Work instruction 1 — State whether each statement agrees with the report on the free dental clinic in Sioux City, answering yes or no and quoting the words of the report that decide it: (a) the clinic treated only uninsured people; (b) Woodbury County has 58 dentists; (c) Zachary Kouri is a dentist from Sioux City.
Work instruction 2 — Proceed with the report on the free dental clinic in Sioux City, continuing it from its last sentence.

Text for analysis section start

Dentists from around the state gave free care to hundreds of people in Sioux City Friday. For many of the patients, it’s difficult to afford such care on a routine basis.
They turned the Tyson Events Center into a walk-in clinic providing cleanings, root canals and fillings for more than 500 insured and uninsured people.
Virginia Rath from Lake Park got her teeth cleaned and cavities filled. She says even with insurance, dental care is expensive and money is tight, so a free check-up helps.
“It’s a lot of money that I don’t have to spend out of my own pocket and it’s just really nice that they volunteer and do this out of the goodness of their heart,” Rath said.
The annual free dental clinic called the Iowa Mission of Mercy is “for anyone who needs it or wants it,” said Zachary Kouri, a Des Moines dentist and the co-chair of the Iowa Mission of Mercy. But finances is one of the biggest barriers to dental care that brings people in, he said.
“Even with dental insurance, some people still find it a squeeze to get dental care,” Kouri said. “We understand that. So we’re just trying to fill that gap for those families and those patients.”
Some more rural areas of the state also have fewer dentists, which gives people limited options when they’re looking for care. According to a University of Iowa map showing the distribution of dentists of all specialties in Iowa, Woodbury County has 58 dentists, while Taylor, Ringgold and Osceola counties, which are home to between 5,000 to 6,000 people each, have no dentists.
Dickinson County, where Virginia Rath is from, has 10 dentists for 17,100 people.

Text for analysis section end
Records shown section start

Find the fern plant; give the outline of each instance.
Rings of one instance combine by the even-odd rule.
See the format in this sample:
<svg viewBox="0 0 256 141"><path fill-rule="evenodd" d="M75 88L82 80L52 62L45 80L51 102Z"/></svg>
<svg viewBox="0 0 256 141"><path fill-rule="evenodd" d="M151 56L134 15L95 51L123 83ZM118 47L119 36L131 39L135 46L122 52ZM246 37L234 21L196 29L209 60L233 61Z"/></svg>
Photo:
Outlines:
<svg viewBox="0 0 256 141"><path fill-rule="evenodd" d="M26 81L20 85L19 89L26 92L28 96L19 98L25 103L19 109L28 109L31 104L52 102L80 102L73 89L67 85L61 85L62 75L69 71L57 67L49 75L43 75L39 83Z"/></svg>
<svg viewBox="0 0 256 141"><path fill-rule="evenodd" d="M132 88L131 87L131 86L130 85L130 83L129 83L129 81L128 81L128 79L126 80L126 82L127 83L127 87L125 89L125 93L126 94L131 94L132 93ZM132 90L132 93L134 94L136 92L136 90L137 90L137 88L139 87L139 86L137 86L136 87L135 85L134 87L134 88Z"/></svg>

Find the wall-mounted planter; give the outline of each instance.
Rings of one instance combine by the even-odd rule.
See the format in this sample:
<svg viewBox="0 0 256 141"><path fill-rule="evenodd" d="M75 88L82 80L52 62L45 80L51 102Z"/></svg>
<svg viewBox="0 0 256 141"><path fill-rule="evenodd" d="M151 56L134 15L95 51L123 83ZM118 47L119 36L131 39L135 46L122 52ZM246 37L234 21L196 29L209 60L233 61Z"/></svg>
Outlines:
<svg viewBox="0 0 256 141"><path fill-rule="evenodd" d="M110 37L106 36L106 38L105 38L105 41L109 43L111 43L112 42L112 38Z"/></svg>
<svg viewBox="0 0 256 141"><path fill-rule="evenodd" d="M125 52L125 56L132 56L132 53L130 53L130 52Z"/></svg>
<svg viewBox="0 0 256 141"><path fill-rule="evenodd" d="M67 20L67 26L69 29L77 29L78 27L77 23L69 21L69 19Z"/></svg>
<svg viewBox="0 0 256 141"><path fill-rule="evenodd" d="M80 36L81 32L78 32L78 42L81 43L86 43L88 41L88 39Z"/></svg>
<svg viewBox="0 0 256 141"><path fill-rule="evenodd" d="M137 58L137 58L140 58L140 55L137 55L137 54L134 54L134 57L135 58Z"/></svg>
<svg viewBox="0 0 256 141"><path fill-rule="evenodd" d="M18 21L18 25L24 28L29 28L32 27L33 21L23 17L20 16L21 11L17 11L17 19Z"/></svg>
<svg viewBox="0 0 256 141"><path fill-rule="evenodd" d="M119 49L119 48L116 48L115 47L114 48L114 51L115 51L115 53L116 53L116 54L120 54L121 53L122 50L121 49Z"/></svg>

Records shown section end
Records shown section start

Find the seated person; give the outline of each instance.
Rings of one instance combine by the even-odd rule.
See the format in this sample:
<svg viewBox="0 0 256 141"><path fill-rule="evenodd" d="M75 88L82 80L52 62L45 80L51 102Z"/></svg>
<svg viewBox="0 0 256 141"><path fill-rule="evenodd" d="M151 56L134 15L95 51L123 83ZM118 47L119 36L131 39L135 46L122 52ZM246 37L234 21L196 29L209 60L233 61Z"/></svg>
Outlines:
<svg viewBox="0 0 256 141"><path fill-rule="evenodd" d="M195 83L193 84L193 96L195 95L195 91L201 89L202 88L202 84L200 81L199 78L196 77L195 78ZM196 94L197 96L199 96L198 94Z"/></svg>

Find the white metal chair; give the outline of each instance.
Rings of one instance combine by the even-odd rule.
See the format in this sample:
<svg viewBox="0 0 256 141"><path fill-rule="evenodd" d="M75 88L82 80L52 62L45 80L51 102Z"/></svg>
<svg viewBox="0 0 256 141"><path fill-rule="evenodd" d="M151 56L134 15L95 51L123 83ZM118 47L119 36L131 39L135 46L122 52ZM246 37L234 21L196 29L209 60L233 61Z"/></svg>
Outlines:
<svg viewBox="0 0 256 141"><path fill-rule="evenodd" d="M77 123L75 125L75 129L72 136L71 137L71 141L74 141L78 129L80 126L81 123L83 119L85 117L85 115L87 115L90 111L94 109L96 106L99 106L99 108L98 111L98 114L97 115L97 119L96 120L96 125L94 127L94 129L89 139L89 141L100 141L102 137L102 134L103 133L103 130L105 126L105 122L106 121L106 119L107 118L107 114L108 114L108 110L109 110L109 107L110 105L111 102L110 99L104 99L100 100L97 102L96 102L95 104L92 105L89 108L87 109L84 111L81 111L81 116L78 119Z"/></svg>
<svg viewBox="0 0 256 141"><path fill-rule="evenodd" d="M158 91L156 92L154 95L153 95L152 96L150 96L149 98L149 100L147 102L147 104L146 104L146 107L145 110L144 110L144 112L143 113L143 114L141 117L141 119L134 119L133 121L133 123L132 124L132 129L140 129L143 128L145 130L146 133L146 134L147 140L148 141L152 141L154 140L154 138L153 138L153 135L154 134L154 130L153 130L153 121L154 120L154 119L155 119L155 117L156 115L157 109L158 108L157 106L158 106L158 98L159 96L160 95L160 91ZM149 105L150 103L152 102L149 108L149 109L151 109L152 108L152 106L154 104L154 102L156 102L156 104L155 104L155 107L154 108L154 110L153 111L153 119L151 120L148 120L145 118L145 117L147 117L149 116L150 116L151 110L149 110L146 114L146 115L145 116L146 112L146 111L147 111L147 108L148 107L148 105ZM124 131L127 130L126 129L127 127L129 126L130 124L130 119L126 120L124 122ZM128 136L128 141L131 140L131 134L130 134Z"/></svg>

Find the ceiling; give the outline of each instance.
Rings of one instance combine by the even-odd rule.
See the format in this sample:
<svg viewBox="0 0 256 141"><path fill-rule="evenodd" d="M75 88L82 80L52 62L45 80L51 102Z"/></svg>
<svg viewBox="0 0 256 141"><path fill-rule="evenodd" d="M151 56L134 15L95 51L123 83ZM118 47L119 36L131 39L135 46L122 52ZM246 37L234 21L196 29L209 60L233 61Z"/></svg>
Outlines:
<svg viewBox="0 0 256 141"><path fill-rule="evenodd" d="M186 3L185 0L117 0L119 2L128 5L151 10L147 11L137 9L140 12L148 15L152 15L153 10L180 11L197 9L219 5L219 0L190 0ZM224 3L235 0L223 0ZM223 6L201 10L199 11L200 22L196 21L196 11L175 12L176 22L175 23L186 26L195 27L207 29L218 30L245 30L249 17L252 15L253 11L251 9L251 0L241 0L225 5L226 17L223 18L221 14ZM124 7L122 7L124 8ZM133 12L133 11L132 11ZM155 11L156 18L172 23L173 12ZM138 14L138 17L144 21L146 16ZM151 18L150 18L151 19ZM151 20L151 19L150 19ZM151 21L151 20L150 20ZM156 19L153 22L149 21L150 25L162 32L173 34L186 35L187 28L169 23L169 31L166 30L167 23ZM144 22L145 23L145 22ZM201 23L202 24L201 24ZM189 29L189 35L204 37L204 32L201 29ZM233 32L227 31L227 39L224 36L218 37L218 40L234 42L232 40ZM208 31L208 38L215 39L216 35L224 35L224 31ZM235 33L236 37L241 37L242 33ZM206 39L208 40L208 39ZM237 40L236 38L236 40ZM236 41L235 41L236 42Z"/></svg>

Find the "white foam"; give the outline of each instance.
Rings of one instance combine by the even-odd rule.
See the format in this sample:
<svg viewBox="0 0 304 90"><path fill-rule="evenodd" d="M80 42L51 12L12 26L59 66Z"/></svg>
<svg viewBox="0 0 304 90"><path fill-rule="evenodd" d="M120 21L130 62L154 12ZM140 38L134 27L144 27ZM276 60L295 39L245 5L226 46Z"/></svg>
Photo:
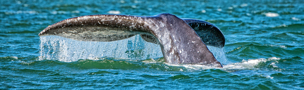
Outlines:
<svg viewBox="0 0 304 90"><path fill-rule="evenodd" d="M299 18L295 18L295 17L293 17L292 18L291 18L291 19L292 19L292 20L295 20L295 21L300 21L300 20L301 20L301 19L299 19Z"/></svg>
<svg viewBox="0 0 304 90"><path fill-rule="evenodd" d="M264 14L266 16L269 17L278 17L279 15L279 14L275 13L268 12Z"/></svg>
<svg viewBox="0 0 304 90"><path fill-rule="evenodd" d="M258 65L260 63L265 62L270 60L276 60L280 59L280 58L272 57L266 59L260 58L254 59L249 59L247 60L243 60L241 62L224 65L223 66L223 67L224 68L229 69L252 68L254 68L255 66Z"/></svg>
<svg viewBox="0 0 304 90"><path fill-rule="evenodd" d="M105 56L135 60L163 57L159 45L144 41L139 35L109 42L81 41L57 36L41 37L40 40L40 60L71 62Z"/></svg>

Records shown section end
Records shown section start

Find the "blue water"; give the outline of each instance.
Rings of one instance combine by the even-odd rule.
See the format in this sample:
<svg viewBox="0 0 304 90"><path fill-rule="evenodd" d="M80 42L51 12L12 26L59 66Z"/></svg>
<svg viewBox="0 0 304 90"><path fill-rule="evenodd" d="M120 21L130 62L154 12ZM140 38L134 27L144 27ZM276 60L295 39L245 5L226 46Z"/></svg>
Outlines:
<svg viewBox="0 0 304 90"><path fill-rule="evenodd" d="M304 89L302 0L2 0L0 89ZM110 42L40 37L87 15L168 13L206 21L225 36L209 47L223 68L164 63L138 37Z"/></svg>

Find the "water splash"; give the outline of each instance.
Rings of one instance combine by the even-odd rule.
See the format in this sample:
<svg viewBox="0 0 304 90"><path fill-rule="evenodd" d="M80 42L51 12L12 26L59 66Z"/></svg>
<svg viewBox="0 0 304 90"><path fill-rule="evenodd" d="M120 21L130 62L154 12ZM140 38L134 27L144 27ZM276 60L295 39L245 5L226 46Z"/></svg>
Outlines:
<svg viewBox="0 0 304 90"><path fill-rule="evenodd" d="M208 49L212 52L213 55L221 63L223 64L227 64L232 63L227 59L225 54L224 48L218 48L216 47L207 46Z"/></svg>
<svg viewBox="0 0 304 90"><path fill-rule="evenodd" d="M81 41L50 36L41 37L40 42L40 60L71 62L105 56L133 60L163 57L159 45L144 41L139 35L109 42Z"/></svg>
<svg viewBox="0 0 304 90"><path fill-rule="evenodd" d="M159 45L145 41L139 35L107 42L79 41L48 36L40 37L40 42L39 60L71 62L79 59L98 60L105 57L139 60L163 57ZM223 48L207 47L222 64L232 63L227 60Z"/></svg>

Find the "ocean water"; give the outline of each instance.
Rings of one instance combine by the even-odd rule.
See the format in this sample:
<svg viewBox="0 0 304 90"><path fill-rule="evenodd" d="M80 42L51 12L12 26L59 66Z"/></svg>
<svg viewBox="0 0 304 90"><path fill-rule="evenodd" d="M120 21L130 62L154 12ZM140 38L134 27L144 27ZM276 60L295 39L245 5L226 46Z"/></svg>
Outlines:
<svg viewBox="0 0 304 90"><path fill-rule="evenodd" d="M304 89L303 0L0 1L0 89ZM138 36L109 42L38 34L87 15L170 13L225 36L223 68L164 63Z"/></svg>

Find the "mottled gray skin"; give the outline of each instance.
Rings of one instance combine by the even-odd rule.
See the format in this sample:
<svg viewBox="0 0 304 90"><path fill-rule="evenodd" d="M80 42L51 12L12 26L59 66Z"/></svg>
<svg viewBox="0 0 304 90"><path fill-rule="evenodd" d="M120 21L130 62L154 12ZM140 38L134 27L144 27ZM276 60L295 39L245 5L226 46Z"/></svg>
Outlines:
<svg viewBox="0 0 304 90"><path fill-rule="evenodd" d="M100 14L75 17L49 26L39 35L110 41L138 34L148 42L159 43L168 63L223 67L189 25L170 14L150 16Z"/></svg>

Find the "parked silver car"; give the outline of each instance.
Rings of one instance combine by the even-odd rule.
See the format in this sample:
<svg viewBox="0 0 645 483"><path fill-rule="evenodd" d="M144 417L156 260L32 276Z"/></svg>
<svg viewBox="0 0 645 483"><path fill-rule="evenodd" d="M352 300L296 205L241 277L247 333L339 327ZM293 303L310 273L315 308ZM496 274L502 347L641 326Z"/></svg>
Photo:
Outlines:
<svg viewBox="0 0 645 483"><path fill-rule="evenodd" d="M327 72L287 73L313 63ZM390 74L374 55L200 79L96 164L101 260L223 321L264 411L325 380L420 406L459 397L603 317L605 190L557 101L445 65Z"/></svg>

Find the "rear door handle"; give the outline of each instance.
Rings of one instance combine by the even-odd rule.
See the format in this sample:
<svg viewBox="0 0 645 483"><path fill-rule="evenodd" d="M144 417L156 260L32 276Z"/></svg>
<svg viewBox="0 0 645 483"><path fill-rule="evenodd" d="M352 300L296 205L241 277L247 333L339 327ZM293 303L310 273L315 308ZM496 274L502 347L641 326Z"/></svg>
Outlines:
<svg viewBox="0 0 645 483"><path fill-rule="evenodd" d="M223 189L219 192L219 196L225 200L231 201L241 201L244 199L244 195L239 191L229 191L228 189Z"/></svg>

Records shown section end

Exercise output 1 —
(a) No: "for more than 500 insured and uninsured people"
(b) Yes: "Woodbury County has 58 dentists"
(c) No: "Zachary Kouri, a Des Moines dentist"

Exercise output 2 —
The other issue is when patients on Medicaid see a dentist, the fee paid by Medicaid does not cover the cost of the work done, said Dick Hettinger, a retired dentist who practiced in Sioux City for nearly 40 years.
"Fees paid to dentists are so low, many dentists can't afford to do the work for the fee," Hettinger said.
That means many dentists have to limit the number of patients on Medicaid they see, Kouri said.
Hettinger said the annual free dental care clinic won’t resolve the issue of access to care, but it does showcase the need for lawmakers to act.
“Raising the need for dental care for underserved people far enough up the priority list is what will take care of it, or at least start to address it,” Hettinger said.
Preliminary numbers show 550 people turned out for free care on Friday, which Hettinger and Kouri said is fairly consistent from year to year.
In its 11 years, the Iowa Mission of Mercy has served about 14,000 patients, who have received more than $9 million worth of dental care.
The clinic runs through Saturday at the Tyson Events Center in Sioux City. Dentists will start serving patients at 6:30 a.m.